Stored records

[Start of Attachment]

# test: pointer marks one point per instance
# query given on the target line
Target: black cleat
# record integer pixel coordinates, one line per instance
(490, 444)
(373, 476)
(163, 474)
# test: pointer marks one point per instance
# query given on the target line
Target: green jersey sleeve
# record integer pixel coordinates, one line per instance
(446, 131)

[End of Attachment]

## Exercise goal
Set all of the entries down again, exactly as they were given.

## Solution
# test: pointer marks one point per instance
# query given on the target line
Target: black cleat
# record integer pixel coordinates, one line per instance
(490, 444)
(373, 476)
(163, 474)
# test: pointer marks one point per instance
# query given on the target line
Target: green jersey sleeve
# record integer pixel coordinates, one line per instance
(446, 131)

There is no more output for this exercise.